- [DATA FOR THIS TASK]
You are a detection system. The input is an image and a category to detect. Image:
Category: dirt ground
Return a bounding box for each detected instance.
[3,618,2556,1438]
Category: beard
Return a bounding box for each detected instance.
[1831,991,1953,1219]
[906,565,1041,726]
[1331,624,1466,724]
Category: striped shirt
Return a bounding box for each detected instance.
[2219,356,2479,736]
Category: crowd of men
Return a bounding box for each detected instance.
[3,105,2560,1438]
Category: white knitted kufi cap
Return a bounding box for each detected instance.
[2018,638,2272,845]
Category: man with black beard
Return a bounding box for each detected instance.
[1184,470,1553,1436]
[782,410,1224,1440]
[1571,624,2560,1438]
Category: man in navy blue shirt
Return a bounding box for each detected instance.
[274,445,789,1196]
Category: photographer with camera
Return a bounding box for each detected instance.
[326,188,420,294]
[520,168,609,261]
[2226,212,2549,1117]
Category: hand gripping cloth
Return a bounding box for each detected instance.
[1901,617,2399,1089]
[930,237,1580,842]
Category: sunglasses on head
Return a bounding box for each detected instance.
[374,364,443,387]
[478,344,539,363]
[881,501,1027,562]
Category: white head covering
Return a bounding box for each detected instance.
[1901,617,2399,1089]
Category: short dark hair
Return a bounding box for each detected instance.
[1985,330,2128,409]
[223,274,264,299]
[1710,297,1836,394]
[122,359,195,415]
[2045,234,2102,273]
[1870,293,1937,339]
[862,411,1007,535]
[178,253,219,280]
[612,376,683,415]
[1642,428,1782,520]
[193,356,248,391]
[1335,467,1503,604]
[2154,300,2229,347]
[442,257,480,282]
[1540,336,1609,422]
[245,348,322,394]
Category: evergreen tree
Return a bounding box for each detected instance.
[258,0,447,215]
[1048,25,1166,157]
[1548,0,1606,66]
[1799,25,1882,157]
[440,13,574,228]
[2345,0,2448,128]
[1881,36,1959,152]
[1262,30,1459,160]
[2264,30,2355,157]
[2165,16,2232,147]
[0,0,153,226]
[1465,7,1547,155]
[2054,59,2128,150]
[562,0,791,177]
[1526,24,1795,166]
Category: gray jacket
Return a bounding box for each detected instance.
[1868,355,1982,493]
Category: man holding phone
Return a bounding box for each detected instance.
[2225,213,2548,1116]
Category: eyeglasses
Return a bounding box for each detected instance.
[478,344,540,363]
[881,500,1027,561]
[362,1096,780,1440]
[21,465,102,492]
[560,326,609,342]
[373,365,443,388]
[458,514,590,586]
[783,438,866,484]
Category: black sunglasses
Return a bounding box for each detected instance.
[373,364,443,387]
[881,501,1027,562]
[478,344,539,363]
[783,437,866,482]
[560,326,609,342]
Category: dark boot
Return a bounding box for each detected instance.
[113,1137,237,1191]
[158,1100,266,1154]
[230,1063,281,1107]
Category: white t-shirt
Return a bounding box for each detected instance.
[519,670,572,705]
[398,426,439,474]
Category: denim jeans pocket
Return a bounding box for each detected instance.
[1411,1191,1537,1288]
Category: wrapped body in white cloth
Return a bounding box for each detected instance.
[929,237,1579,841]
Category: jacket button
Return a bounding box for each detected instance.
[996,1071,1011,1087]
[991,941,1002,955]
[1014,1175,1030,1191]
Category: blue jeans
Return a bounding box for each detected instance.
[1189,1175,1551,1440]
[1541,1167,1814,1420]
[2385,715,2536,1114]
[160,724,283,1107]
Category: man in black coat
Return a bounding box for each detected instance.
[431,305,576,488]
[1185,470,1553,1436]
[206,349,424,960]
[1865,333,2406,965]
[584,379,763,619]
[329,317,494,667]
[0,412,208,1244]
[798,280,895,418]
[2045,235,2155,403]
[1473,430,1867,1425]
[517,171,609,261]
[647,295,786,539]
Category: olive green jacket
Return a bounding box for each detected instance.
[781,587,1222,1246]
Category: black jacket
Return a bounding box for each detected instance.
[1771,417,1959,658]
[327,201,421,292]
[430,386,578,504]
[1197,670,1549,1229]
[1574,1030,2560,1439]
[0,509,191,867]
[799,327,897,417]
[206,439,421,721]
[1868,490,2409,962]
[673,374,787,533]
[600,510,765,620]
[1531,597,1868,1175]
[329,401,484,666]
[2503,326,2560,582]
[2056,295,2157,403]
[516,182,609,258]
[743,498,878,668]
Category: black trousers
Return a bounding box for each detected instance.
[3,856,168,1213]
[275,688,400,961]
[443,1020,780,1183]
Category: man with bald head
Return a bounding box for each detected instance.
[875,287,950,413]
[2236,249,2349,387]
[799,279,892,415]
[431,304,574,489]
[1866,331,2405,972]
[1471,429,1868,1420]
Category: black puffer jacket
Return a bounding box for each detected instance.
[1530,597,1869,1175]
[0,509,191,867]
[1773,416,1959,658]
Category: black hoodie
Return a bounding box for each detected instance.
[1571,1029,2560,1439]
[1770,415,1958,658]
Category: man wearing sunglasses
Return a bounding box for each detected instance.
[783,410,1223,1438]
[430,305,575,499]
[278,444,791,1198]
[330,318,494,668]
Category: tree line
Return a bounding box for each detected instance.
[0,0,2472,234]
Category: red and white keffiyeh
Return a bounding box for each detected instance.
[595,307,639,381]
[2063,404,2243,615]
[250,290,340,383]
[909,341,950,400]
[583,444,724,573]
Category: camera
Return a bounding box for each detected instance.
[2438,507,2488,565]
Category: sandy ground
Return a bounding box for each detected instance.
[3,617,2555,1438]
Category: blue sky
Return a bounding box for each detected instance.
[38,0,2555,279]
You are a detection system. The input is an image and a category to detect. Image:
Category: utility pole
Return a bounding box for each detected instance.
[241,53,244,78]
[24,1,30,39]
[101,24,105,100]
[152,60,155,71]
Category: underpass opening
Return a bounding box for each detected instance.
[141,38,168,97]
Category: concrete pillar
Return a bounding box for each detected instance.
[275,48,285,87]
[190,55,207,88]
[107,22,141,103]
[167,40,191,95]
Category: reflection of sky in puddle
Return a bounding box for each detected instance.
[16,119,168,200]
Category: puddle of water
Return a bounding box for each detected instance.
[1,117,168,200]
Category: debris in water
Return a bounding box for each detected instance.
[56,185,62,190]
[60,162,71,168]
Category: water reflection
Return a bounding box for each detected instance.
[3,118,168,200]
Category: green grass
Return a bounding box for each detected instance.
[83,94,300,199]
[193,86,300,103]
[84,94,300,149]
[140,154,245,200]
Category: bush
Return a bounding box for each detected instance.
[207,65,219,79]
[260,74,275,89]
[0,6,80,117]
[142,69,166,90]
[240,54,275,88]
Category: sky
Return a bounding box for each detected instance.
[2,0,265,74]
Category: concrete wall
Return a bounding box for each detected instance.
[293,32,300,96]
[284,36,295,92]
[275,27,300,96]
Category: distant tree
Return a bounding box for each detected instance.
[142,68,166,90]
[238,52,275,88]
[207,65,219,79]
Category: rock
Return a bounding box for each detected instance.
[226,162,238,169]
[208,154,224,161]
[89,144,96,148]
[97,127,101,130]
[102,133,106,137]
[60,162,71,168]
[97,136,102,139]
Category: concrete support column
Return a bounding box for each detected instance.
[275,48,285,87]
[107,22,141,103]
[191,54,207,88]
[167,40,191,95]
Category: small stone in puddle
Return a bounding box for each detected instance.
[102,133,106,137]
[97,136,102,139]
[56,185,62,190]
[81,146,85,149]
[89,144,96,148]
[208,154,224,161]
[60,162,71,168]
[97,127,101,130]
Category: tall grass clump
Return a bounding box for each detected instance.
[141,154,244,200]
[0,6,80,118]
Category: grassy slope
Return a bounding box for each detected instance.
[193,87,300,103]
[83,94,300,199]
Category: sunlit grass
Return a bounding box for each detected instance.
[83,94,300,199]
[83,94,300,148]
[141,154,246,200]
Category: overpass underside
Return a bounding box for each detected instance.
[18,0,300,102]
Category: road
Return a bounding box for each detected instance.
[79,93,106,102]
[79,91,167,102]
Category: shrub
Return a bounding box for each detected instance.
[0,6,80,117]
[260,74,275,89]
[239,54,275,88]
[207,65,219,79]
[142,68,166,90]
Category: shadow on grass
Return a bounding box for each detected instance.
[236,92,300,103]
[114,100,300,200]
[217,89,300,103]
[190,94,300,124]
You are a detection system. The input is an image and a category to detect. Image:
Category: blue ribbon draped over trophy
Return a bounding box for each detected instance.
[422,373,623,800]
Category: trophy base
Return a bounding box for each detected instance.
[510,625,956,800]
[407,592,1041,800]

- [INSTRUCTIONS FOR THE TASK] Restate word for word the entries above, starting at the line with "Category: red and white keffiyeh" and ending at the line with "Category: water reflection", inclusive, and no others.

- [EXPECTED OUTPUT]
Category: red and white keffiyeh
Return a bounding box for each detected instance.
[595,307,639,381]
[2063,404,2243,615]
[250,290,340,383]
[909,341,950,400]
[583,444,724,573]
Category: camera
Return a bounding box for each detected instance.
[2438,507,2488,565]
Category: sandy ground
Return a bounding box for each detected instance.
[3,617,2555,1438]
Category: blue sky
Return a bounding box for each detected instance.
[38,0,2555,279]
You are a detection system. The input is an image and a category to detect. Image:
Category: utility pole
Return a bounding box for each detected instance.
[241,53,244,78]
[24,1,30,39]
[101,24,105,100]
[152,60,155,71]
Category: underpass opening
Return a bounding box for each detected instance.
[141,38,168,97]
Category: concrete pillar
Return a bounding box for each detected instance.
[275,48,285,87]
[190,55,207,88]
[107,22,141,103]
[167,40,191,95]
Category: reflection of sky in puddle
Return a bounding box for each detected instance.
[16,119,168,200]
Category: puddle of water
Return a bounding box for each detected instance.
[1,117,168,200]
Category: debris in water
Return a bounding box for each detected instance.
[56,185,62,190]
[60,162,71,168]
Category: water reflection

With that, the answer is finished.